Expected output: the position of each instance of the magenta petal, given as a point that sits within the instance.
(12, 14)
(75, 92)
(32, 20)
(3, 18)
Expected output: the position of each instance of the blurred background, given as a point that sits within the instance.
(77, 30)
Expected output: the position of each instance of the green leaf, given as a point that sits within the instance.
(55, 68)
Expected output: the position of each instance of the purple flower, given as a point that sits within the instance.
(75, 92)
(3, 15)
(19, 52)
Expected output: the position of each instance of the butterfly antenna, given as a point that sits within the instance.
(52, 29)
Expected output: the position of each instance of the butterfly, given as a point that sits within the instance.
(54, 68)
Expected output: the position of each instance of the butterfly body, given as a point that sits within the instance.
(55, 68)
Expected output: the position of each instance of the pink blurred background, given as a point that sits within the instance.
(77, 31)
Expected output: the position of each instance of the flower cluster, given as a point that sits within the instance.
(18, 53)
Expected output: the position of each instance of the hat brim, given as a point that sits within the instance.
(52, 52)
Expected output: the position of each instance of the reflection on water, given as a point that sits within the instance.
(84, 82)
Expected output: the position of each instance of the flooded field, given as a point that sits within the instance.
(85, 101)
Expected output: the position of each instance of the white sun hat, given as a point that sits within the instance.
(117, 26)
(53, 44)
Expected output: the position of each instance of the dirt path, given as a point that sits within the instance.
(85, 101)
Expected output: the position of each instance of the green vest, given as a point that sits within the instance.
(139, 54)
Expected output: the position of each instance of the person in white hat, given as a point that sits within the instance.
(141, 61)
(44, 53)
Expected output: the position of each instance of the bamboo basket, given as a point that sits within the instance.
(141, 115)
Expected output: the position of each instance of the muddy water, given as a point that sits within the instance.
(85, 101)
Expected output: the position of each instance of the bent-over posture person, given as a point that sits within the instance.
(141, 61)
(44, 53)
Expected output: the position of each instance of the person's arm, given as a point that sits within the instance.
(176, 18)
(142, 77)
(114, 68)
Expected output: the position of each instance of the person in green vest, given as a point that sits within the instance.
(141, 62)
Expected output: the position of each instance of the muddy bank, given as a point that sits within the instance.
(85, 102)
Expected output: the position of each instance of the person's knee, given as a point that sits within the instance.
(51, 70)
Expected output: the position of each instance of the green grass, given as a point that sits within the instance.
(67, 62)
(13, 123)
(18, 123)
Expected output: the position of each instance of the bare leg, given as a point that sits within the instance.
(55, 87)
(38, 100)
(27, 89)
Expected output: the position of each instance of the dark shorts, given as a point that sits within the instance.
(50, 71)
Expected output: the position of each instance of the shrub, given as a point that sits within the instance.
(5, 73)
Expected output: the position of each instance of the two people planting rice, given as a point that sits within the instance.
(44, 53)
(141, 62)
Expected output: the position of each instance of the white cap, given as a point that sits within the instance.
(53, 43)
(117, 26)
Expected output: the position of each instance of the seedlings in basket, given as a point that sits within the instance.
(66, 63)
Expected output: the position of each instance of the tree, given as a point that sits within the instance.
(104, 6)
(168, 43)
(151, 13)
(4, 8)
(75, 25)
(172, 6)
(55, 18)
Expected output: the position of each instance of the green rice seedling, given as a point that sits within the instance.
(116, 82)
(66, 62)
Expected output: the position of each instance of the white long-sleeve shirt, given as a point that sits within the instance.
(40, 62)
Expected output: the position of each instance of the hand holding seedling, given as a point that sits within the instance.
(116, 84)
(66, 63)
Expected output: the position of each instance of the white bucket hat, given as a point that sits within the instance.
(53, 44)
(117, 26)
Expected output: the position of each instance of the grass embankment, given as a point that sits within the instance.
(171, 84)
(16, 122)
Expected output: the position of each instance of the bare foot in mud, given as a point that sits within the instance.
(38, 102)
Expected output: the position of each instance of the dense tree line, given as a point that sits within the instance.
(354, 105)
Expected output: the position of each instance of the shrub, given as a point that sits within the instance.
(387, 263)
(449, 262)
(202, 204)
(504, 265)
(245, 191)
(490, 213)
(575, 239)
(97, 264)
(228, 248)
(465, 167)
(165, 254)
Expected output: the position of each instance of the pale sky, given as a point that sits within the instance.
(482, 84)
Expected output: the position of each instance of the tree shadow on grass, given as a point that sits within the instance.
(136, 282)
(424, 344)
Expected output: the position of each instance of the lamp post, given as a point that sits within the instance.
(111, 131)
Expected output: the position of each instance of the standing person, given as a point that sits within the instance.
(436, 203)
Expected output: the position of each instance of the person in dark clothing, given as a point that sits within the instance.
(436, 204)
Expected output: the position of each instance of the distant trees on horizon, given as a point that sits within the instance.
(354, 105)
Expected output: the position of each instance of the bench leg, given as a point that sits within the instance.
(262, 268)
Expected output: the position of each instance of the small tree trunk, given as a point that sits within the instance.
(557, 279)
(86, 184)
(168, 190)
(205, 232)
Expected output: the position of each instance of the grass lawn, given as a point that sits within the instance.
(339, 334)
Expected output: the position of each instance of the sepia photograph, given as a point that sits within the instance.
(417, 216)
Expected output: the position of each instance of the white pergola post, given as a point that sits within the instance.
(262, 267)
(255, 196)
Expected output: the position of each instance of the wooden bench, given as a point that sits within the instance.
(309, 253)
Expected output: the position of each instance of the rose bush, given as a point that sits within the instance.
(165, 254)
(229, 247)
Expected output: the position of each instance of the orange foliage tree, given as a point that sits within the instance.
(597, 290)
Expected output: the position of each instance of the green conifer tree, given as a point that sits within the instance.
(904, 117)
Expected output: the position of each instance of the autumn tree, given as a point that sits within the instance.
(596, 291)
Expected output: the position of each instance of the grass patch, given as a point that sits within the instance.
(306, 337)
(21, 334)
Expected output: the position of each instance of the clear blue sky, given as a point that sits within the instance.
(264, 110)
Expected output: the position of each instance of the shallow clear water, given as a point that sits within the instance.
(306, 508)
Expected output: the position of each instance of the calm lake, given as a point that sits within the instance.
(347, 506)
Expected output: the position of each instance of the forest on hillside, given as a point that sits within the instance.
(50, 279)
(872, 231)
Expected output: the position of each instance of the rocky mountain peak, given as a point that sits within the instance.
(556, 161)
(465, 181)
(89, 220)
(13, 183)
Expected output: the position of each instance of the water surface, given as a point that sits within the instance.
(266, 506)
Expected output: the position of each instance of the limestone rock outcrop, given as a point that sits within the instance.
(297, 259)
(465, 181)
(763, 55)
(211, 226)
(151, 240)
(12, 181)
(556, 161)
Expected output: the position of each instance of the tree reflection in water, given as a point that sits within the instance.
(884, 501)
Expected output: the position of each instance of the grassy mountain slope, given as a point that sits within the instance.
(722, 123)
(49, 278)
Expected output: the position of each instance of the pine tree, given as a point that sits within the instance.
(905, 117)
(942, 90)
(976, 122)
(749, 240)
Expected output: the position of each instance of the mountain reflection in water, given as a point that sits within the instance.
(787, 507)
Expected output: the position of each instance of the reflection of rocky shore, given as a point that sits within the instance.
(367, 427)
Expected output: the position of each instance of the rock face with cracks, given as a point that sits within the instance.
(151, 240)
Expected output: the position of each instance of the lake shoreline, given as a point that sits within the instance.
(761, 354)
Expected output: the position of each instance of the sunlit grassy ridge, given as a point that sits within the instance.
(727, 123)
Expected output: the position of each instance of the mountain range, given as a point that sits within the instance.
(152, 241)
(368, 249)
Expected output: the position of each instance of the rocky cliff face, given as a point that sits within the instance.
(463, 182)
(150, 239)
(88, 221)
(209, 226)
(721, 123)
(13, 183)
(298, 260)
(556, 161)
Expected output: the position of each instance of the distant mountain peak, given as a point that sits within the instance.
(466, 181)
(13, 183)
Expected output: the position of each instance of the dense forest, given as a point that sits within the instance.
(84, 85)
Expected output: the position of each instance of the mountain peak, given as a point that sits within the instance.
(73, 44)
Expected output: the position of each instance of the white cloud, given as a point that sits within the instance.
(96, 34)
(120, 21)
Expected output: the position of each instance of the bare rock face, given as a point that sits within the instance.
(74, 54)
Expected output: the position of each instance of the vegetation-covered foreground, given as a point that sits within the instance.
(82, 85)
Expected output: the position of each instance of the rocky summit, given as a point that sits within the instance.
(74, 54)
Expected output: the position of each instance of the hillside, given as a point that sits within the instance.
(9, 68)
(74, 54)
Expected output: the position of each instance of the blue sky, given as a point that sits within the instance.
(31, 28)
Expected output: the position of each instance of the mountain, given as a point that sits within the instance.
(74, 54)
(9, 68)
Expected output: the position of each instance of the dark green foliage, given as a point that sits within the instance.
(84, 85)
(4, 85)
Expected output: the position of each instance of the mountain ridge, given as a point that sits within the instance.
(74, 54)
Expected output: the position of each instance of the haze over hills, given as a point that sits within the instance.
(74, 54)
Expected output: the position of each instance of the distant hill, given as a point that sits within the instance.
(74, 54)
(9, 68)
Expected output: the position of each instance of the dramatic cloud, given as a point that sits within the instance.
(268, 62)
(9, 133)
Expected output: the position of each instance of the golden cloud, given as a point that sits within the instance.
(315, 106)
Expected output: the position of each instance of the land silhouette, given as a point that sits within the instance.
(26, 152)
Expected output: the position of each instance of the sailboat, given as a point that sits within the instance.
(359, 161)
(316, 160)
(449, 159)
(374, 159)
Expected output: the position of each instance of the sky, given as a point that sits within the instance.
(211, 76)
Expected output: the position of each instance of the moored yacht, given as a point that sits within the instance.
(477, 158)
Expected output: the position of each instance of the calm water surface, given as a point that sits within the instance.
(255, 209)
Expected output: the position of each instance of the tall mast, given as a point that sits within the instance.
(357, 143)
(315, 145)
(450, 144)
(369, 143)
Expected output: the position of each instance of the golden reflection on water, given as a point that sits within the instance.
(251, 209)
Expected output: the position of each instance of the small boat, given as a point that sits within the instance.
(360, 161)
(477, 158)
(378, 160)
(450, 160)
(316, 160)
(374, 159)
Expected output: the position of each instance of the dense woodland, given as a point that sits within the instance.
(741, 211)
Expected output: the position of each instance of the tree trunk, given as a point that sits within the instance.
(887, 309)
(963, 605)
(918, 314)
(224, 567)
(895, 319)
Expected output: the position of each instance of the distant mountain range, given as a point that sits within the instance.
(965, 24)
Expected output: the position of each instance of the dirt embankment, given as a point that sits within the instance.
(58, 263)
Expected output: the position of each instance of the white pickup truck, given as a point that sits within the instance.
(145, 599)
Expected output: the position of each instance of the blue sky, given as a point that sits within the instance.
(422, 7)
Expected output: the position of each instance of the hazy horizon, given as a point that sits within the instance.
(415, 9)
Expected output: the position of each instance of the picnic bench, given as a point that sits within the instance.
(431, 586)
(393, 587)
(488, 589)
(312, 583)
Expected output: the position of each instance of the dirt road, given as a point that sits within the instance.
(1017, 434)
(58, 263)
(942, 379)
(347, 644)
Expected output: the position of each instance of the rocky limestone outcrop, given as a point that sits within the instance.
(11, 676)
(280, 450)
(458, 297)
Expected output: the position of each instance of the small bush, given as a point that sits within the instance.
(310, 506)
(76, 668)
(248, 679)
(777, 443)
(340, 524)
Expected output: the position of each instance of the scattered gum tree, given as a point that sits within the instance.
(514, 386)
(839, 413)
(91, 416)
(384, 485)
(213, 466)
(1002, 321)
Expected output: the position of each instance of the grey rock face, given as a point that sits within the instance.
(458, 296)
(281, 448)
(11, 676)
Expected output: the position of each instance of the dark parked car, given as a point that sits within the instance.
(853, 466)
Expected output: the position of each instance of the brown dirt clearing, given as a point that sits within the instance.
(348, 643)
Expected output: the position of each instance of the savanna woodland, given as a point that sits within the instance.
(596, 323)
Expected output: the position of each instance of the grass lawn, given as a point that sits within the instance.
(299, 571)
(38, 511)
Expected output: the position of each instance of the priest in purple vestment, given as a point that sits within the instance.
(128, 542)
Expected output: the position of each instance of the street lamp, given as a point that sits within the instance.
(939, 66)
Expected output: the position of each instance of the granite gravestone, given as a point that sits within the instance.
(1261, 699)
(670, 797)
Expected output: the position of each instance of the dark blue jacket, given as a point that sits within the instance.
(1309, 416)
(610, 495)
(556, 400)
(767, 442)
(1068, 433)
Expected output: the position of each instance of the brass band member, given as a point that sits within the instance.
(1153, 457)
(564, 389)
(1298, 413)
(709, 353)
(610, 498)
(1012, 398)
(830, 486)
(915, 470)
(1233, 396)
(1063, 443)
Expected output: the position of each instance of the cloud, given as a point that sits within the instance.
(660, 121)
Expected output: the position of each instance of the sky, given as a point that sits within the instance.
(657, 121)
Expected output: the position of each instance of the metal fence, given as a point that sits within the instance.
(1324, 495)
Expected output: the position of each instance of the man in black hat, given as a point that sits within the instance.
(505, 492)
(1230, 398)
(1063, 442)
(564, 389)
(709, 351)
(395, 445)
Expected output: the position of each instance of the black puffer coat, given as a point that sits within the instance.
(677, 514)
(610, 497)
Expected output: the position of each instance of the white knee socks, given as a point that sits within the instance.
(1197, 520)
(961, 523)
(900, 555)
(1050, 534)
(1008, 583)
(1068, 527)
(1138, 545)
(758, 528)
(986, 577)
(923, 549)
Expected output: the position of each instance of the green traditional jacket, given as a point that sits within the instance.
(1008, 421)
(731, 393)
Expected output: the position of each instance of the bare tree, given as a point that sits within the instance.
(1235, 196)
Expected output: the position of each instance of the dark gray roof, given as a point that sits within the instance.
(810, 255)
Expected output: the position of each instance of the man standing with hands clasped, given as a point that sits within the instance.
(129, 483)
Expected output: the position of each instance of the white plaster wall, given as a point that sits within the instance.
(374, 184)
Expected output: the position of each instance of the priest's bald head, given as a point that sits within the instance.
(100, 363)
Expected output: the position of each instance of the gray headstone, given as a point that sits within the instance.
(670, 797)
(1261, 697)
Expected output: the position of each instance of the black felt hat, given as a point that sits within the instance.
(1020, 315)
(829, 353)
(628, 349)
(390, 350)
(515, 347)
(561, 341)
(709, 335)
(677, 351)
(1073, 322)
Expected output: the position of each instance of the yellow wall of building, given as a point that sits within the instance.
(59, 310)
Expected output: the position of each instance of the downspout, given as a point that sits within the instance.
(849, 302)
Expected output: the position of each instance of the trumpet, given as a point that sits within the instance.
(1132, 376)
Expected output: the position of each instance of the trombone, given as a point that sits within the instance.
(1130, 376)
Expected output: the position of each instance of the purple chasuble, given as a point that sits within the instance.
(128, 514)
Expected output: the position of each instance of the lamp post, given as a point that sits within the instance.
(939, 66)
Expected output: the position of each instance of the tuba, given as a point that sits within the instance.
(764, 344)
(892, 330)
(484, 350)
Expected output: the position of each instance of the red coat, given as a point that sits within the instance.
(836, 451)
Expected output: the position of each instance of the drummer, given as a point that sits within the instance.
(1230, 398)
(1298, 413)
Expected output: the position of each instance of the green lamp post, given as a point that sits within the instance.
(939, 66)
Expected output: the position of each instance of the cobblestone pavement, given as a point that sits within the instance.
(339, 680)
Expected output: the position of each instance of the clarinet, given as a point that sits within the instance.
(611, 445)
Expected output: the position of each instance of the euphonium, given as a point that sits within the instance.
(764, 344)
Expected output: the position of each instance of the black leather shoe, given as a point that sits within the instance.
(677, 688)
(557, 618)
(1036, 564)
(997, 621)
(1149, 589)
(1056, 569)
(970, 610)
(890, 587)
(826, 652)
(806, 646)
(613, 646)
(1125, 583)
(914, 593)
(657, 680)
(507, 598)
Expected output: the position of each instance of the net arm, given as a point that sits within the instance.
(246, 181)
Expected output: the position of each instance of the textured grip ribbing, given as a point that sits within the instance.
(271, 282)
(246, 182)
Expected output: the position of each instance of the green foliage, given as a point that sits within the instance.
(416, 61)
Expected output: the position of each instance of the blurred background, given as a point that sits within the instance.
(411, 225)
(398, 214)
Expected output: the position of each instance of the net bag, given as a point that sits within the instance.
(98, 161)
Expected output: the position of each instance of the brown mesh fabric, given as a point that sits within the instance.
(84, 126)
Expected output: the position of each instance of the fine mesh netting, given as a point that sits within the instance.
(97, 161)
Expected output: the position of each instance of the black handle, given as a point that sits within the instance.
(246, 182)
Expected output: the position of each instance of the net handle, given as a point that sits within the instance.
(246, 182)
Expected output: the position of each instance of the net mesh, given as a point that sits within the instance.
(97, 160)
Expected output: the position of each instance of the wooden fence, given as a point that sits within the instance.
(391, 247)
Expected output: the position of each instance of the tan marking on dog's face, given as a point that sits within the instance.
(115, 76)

********************

◆ **WHAT TO DO**
Format the listing lines as a Markdown table with columns Row and Line, starting at the line containing "net mesh, given" and ending at the last line of the listing, and omit any blank lines.

◆ **TASK RESPONSE**
| Row | Line |
|---|---|
| 1 | Expected output: the position of each instance of the net mesh, given as a point that sits within the instance. |
| 2 | (97, 160) |
| 3 | Expected output: the position of each instance of the wooden fence, given as a point that sits within the instance. |
| 4 | (391, 247) |
| 5 | Expected output: the position of each instance of the tan marking on dog's face, given as a point that sits within the instance. |
| 6 | (115, 76) |